Фрагмент текста -
┄┄┄┄┄┄┄┄┄┄┄┄┄┄┄┄┄┄┄┄

И вот не выдержало сердце казачье, сдался наш «адресат» и порешил ехать на Дон.
Опять пошли споры-разговоры. В конце концов порешили так: тех обещаний и посулов, что в прежних письмах были, недостаточно. Пущай об этом вынесет решение (да к тому же еще и клятвенное) вся станица, что, мол, действительно, ничего ему не будет, и пусть об этом пришлют ему официальную бумагу за печатью и подписями всей станицы. Думается мне, что во всей истории эмиграции — это единственный случай. Возвращенцы были, но чтобы ему официальные бумаги со станичным приговором посылали — этого, думается, не бывало.
И вот пришло толстое заказное письмо. Помолились, вскрыли. Сам герой дня не знал, куда руки девать от волнения, на этот раз торопил читать. В ребра подталкивали — читай поживее! Кроме личного послания законной супруги в конверте была также официальная резолюция революционного станичного сбора за номером таким-то. Под клятвенным заверением с упоминанием Господнего имени, что, мол, никаких мер против такого-то казака принято не будет стояла внушительная лиловая печать, и весь лист был испещрен множеством подписей. Адресата хлопали по спине, галдели орали, кто-то сбегал за водкой, и помнится мне, что «чтец-декламатор» в тот вечер вылез из куреня на четвереньках.

┄┄┄┄┄┄┄┄┄┄┄┄┄┄┄┄┄┄┄┄

Извлечённые данные -
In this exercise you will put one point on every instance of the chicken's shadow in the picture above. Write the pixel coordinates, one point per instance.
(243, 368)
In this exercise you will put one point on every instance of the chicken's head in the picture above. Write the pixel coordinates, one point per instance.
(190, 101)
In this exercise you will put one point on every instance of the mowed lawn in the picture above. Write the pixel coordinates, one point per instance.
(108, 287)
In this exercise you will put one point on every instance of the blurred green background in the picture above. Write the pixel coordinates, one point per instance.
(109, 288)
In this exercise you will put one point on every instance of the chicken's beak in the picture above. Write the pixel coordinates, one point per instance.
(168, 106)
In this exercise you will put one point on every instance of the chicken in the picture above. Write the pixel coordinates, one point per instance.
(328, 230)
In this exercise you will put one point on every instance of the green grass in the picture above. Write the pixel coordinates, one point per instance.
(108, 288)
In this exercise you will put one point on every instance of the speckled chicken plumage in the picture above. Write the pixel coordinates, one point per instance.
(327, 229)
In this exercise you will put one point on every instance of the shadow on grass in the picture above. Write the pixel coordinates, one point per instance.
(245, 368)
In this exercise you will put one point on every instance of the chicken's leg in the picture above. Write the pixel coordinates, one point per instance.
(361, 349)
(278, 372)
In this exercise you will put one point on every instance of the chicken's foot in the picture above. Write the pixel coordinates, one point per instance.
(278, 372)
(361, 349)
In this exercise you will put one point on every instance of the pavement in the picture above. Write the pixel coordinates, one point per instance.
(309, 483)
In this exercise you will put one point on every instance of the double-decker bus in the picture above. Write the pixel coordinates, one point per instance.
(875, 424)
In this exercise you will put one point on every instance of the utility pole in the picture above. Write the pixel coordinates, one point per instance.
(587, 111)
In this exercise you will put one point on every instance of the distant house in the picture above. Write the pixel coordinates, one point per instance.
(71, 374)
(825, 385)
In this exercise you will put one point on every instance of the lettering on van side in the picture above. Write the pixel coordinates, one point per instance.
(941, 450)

┄┄┄┄┄┄┄┄┄┄┄┄┄┄┄┄┄┄┄┄

Ваша задача - Что, согласно фрагменту текста, лежало в заказном письме, кроме личного послания законной супруги?

Ответ к упражнению - Официальная резолюция революционного станичного сбора.